To do ->
Return all of the lines below exactly as they are.

Records for this exercise ->
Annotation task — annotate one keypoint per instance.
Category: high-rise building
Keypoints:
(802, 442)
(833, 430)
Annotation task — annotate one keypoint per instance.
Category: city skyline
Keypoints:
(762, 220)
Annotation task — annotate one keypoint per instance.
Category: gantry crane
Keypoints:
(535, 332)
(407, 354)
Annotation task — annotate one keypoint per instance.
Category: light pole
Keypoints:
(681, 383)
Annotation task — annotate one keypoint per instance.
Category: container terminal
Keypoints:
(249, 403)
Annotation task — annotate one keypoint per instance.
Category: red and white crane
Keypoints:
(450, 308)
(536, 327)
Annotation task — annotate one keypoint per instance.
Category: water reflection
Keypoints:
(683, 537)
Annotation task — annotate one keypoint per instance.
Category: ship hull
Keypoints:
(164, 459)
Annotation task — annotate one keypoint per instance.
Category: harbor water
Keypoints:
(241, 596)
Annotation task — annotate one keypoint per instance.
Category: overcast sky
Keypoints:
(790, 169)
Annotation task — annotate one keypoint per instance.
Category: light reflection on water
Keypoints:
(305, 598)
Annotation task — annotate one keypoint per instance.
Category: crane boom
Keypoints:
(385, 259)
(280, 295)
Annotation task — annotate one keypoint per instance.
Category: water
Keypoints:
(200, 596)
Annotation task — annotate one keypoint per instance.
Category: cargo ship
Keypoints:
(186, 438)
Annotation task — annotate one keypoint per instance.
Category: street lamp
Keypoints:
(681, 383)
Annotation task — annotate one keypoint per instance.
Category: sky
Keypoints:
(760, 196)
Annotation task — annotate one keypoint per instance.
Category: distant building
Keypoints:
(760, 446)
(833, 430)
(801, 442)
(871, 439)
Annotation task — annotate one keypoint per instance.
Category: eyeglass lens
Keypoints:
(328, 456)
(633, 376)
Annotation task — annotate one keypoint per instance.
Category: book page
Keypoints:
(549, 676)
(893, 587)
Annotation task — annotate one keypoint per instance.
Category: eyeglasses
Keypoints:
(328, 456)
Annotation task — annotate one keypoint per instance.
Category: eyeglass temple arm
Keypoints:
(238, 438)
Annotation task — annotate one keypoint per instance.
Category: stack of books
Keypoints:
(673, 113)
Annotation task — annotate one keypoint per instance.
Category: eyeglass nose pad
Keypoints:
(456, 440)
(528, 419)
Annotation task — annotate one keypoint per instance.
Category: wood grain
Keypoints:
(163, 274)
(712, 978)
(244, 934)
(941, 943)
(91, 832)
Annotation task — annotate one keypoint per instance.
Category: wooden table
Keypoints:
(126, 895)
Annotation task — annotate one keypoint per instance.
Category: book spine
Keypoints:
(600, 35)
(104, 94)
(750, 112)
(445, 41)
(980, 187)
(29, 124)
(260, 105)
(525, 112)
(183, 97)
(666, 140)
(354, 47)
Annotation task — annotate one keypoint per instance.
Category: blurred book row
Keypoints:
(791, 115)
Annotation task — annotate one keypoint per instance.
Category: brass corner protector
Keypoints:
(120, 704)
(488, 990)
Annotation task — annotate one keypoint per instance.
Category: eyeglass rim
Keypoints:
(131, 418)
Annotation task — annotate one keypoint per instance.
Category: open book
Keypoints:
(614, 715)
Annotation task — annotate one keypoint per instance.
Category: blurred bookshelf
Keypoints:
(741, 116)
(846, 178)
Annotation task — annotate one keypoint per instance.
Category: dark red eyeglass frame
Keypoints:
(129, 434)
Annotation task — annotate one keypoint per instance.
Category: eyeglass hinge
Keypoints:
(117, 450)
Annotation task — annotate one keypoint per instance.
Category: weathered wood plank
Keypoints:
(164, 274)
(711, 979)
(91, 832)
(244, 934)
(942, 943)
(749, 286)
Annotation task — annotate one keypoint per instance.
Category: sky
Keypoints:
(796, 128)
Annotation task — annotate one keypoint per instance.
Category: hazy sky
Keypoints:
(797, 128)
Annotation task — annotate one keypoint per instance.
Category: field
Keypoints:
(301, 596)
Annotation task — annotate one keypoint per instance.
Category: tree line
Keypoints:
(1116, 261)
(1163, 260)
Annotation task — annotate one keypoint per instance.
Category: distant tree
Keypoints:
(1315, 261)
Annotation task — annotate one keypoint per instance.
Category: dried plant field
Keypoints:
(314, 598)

Written answer ->
Annotation task — annotate one keypoint per instance.
Category: high-rise building
Keypoints:
(802, 442)
(833, 430)
Annotation task — annotate one keypoint per instance.
Category: city skyline
Keypoints:
(762, 220)
Annotation task — annotate one keypoint per instance.
Category: gantry crane
Keypoints:
(535, 332)
(407, 354)
Annotation task — annotate one keypoint per instance.
Category: light pole
Keypoints:
(681, 383)
Annotation task — annotate one keypoint per instance.
Category: container terminal
Keypoints:
(249, 403)
Annotation task — annotate one keypoint per instance.
Category: red and white crane
Keypoints:
(450, 308)
(536, 327)
Annotation task — annotate one keypoint per instance.
Category: water reflection
Keypoints:
(683, 537)
Annotation task — annotate one keypoint per instance.
Category: ship hull
Keypoints:
(164, 459)
Annotation task — annotate one keypoint per instance.
Category: harbor water
Keypoints:
(241, 596)
Annotation task — annotate one keypoint per instance.
Category: overcast sky
Keypoints:
(790, 169)
Annotation task — annotate one keypoint per instance.
Category: light reflection on water
Keypoints:
(305, 598)
Annotation task — annotate one keypoint per instance.
Category: crane boom
Keypoints:
(385, 259)
(280, 295)
Annotation task — annotate one keypoint per instance.
Category: water
Keypoints:
(200, 596)
Annotation task — annotate one keypoint per instance.
Category: cargo ship
Keypoints:
(186, 438)
Annotation task — annotate one keypoint per instance.
Category: street lamp
Keypoints:
(681, 383)
Annotation task — annotate one keypoint per instance.
Category: sky
Keypoints:
(760, 196)
Annotation task — annotate one keypoint per instance.
Category: distant building
Keypoints:
(760, 446)
(833, 430)
(801, 442)
(871, 439)
Annotation task — annotate one keypoint per instance.
Category: eyeglass lens
Keypoints:
(328, 456)
(633, 376)
Annotation task — annotate one keypoint per instance.
Category: book page
Keypoints:
(549, 676)
(893, 587)
Annotation task — annotate one keypoint per instance.
Category: eyeglasses
Keypoints:
(328, 456)
Annotation task — annotate one keypoint per instance.
Category: eyeglass temple arm
Keypoints:
(238, 438)
Annotation task — annotate one keypoint per instance.
Category: stack of books
Keypoints:
(673, 113)
Annotation task — annotate one keypoint per instance.
Category: eyeglass nose pad
Keypoints:
(456, 440)
(528, 419)
Annotation task — annotate one keypoint per instance.
Category: wood grain
Keypoints:
(163, 274)
(712, 978)
(244, 934)
(941, 943)
(91, 832)
Annotation task — annotate one keypoint per instance.
Category: wooden table
Keypoints:
(126, 895)
Annotation task — annotate one keypoint per instance.
Category: book spine
Keypoints:
(600, 35)
(104, 94)
(750, 112)
(445, 41)
(980, 187)
(29, 124)
(260, 105)
(525, 112)
(183, 97)
(666, 140)
(354, 47)
Annotation task — annotate one keypoint per instance.
Category: blurred book row
Keypoints:
(791, 115)
Annotation task — annotate one keypoint per instance.
Category: brass corner protector
Keypoints:
(120, 704)
(488, 990)
Annotation task — annotate one keypoint per instance.
Category: eyeglass rim
Keypoints:
(131, 418)
Annotation task — annotate one keypoint per instance.
Category: open book
Keypoints:
(614, 715)
Annotation task — annotate one keypoint per instance.
Category: blurred bookshelf
Keypoints:
(741, 116)
(846, 178)
Annotation task — annotate one keypoint per instance.
Category: dark red eyeglass frame
Keypoints:
(129, 434)
Annotation task — annotate one keypoint per instance.
Category: eyeglass hinge
Keypoints:
(117, 450)
Annotation task — annotate one keypoint per instance.
Category: weathered wood plank
Keypoints:
(164, 274)
(711, 979)
(91, 832)
(244, 934)
(942, 943)
(749, 286)
Annotation task — annotate one keypoint per instance.
Category: sky
Keypoints:
(796, 128)
Annotation task — annotate one keypoint per instance.
Category: hazy sky
Keypoints:
(797, 128)
Annotation task — annotate one keypoint per instance.
Category: field
Keypoints:
(301, 596)
Annotation task — annotate one keypoint per instance.
Category: tree line
Keypoints:
(1116, 261)
(1163, 260)
Annotation task — annotate one keypoint per instance.
Category: distant tree
Keypoints:
(1315, 261)
Annotation task — annotate one keypoint per instance.
Category: dried plant field
Keypoints:
(314, 598)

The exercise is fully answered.